本文:
「ターミネーター:新起動/ジェニシス」感想


 マイティ・ソー/ダーク・ワールド」アラン・テイラー監督。1984年から続くターミネーター」シリーズの第5弾にして、リブート3部作の第1章。

 絶頂期を越えた人気漫画が連載を引き伸ばすため、よせばいいのにムリヤリ始めた新シリーズ、あるいは綺麗に完結した人気アニメの、やめときゃいいのに変な設定つけてムリヤリ作った2期か続編、といった具合。これといって特筆すべき点はほとんどなく、目新しさも皆無。有り体に言っちまえば、過去作の食い潰し、あるいは蛇足的で、ちょっと派手に金かけたB級SFアクションとしか表現のしようがない内容。

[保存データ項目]

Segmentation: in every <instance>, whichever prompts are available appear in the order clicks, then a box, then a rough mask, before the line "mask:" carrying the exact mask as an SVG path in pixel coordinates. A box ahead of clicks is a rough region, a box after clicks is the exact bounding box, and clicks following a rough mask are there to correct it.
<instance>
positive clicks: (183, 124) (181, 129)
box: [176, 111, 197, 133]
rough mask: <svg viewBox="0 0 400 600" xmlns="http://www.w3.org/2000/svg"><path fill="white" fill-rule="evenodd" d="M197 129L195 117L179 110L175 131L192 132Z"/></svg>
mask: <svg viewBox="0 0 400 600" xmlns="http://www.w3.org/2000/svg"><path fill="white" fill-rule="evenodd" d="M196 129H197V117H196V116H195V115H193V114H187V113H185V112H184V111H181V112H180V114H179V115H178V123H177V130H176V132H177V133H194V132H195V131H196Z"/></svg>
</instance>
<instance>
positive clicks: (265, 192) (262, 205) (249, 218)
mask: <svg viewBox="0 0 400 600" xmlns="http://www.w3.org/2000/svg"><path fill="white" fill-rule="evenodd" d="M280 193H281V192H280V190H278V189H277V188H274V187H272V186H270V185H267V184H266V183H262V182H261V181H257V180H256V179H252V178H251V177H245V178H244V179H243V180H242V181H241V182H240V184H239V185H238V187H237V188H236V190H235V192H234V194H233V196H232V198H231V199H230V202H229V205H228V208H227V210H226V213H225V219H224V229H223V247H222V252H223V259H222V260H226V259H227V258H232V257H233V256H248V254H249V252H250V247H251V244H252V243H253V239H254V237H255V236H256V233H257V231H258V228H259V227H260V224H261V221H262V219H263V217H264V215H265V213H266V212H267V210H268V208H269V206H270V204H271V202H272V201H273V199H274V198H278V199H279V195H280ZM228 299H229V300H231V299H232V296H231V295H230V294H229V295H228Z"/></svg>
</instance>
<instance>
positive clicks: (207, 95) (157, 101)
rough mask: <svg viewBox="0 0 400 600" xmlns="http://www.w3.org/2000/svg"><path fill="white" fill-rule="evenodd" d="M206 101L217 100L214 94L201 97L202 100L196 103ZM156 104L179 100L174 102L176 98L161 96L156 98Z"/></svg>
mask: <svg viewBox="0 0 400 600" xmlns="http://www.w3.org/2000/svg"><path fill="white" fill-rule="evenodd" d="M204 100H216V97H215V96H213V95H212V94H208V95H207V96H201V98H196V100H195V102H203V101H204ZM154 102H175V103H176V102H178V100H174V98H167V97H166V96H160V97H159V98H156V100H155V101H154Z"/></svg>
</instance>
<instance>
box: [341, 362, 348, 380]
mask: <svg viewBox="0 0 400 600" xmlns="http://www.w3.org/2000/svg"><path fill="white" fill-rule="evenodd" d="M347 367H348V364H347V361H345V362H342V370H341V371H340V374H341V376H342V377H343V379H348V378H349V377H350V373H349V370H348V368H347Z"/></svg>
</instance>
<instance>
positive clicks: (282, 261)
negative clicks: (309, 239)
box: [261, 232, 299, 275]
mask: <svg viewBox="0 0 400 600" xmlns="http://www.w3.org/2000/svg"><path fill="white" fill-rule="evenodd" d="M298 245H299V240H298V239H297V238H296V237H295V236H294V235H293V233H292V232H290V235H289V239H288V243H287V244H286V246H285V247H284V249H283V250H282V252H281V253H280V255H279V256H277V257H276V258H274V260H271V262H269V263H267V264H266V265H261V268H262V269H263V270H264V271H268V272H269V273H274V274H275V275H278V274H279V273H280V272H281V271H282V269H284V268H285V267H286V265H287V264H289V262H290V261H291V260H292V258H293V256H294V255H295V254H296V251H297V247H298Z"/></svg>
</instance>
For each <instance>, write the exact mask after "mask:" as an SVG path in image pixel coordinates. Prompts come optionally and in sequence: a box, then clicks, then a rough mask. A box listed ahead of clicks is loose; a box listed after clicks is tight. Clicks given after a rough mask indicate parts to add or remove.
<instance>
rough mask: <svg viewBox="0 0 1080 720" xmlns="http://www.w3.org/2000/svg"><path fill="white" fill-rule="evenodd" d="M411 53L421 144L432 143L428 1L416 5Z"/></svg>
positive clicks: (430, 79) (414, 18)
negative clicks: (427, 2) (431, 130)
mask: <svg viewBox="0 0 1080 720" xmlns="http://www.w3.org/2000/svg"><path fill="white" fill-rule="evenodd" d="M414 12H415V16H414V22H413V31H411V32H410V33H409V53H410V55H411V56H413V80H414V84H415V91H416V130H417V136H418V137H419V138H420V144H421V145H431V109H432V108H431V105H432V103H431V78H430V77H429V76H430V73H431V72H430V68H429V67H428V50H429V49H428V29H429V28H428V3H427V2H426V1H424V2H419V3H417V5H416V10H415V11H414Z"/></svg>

課題 A: 本文によると、この映画はターミネーターシリーズの第何弾か。
課題 B: 本文の「絶頂期を越えた人気漫画が」で始まる段落を、主な内容を残して短く書き直せ。
課題 C: 映画の感想である本文を、最後の文のあとから書き続けよ。

回答 A: 第5弾である。

回答 B: この作品は、人気漫画が連載を引き伸ばすために無理に始めた新シリーズや、綺麗に完結したアニメに変な設定をつけて無理に作った2期・続編のようなものだ。特筆すべき点はほとんどなく、目新しさも皆無で、過去作の食い潰しか蛇足であり、少し派手に金をかけたB級SFアクションとしか言いようがない。

回答 C:
 ストーリーはまったくもって平々凡々。何らかの理由で歴史が変わり、その時代には存在しないはずのターミネーターが現れたり、サラ・コナーシュワ演じるT-800に育てられていたりと、前4作を踏襲しつつ、新機軸の何かを目指したと察するが、その実、何も生み出していない。

 中身はそこいらの古臭いアクションものと大差なく、やってる事も今までとほぼ一緒。本作一番のセールスポイントと思しき、青年、中年、老年3タイプのT-800にしても、ただ出てきただけで、途中のそれなりにビックリするような仕掛け、あの人があんな事に!なんて件も含め、ただそうなってただけで必然性を感じられず、それ以上縦にも横にも広がらなかった。
 歴史が改変されたのなら、せめてマトリックスリローデッドよろしく、青年ターミネーターイ・ビョンホン演じるT-1000が過去の世界に全裸で大挙して攻めてくる、ぐらいのインパクトはほしかったところ。

 名目上の主人公であるカイル・リース演じるジェイ・コートニーに至っては、メインポスターにさえ名前と写真が載ってない事からも察せられるとおり、存在感ゼロ。サラとのイチャイチャも唐突で、ドラマ面も恐ろしく希薄では、もはや何が目的のリブートすら分からない。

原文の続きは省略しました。